## STATED GOAL
Convert every line of the rows below into a JSON list of strings, one string per line, leaving out any blank lines.

(Object location annotation data)

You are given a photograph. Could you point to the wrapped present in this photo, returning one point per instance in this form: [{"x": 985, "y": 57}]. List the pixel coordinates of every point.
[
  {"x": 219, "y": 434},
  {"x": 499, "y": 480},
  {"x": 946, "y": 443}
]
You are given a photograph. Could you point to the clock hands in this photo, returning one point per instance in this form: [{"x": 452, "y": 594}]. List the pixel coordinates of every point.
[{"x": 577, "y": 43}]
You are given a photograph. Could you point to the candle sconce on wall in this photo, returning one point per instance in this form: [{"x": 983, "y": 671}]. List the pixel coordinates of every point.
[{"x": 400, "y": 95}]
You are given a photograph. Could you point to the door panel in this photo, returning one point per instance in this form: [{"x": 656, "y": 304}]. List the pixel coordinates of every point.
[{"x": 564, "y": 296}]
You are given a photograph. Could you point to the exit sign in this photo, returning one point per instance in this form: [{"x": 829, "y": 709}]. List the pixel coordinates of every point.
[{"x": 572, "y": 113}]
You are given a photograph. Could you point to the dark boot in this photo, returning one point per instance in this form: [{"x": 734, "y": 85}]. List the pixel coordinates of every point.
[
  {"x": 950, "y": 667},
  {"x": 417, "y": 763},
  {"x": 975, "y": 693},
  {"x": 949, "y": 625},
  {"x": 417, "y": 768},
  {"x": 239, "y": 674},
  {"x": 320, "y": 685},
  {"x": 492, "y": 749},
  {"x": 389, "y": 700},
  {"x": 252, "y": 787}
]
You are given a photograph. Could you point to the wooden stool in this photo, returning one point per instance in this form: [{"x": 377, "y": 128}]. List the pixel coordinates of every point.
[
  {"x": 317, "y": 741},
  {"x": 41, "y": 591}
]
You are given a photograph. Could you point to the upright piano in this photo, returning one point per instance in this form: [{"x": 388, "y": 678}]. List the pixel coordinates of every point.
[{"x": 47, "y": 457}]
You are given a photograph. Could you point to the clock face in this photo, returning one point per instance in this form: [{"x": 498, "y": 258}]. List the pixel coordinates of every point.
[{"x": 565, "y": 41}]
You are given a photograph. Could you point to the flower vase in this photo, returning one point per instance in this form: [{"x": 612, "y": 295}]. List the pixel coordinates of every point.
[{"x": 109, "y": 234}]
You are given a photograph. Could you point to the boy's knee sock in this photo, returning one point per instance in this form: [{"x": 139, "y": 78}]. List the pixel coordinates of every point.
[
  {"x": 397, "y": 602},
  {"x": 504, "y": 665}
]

## RESPONSE FOR THIS EXERCISE
[
  "You are given a photograph. Could you point to the wrapped present in this photo, returning one point per instance in this form: [{\"x\": 985, \"y\": 57}]. List the pixel coordinates of every point.",
  "[",
  "  {\"x\": 219, \"y\": 434},",
  "  {\"x\": 499, \"y\": 480},",
  "  {\"x\": 946, \"y\": 443}",
  "]",
  "You are given a photograph. Could you point to the clock hands in this photo, returning one point per instance in this form: [{\"x\": 452, \"y\": 594}]. List the pixel coordinates of every point.",
  "[{\"x\": 577, \"y\": 43}]",
  "You are given a photograph. Could you point to the candle sconce on wall in this photo, returning one point per instance in this form: [{\"x\": 983, \"y\": 671}]. List the pixel coordinates of every point.",
  "[{\"x\": 400, \"y\": 95}]",
  "You are given a photograph. Could you point to the door panel in this photo, returning one point per instance in this form: [{\"x\": 656, \"y\": 304}]. List the pixel coordinates of every point.",
  "[{\"x\": 564, \"y\": 296}]",
  "You are given a photograph. Could you point to the exit sign in this photo, returning one point per instance in this form: [{\"x\": 829, \"y\": 709}]. List the pixel coordinates of every point.",
  "[{\"x\": 572, \"y\": 113}]",
  "You are given a photograph. Could you point to the dark boot in this photo, returning one point per instance in this form: [{\"x\": 734, \"y\": 85}]. List the pixel coordinates of every point.",
  "[",
  "  {\"x\": 950, \"y\": 667},",
  "  {\"x\": 417, \"y\": 763},",
  "  {\"x\": 975, \"y\": 693},",
  "  {\"x\": 949, \"y\": 625},",
  "  {\"x\": 417, \"y\": 768},",
  "  {\"x\": 239, \"y\": 674},",
  "  {\"x\": 320, \"y\": 685},",
  "  {\"x\": 492, \"y\": 749},",
  "  {\"x\": 389, \"y\": 700},",
  "  {\"x\": 252, \"y\": 787}",
  "]",
  "You are given a photograph. Could you point to the wooden stool in this photo, returning one point per instance in this form: [{\"x\": 377, \"y\": 128}]. List the pixel coordinates of every point.",
  "[",
  "  {\"x\": 317, \"y\": 741},",
  "  {\"x\": 41, \"y\": 591}",
  "]",
  "You are given a photograph. Could you point to the upright piano in this photo, returning one point per instance in this form: [{\"x\": 388, \"y\": 678}]. List the pixel coordinates of every point.",
  "[{\"x\": 47, \"y\": 457}]",
  "You are given a photograph. Could you point to the clock face in this photo, returning one point per instance in this form: [{\"x\": 498, \"y\": 258}]. List the pixel coordinates of every point.",
  "[{\"x\": 565, \"y\": 41}]",
  "You are given a photograph. Could you point to the flower vase in this photo, returning one point per instance in this form: [{\"x\": 612, \"y\": 295}]. List the pixel coordinates of every point.",
  "[{\"x\": 109, \"y\": 234}]",
  "You are given a photograph. Could you point to the boy's knee sock in this photo, returning one point per instance in this form: [{\"x\": 139, \"y\": 78}]. List the pixel coordinates of every point.",
  "[",
  "  {\"x\": 397, \"y\": 602},",
  "  {\"x\": 504, \"y\": 665}",
  "]"
]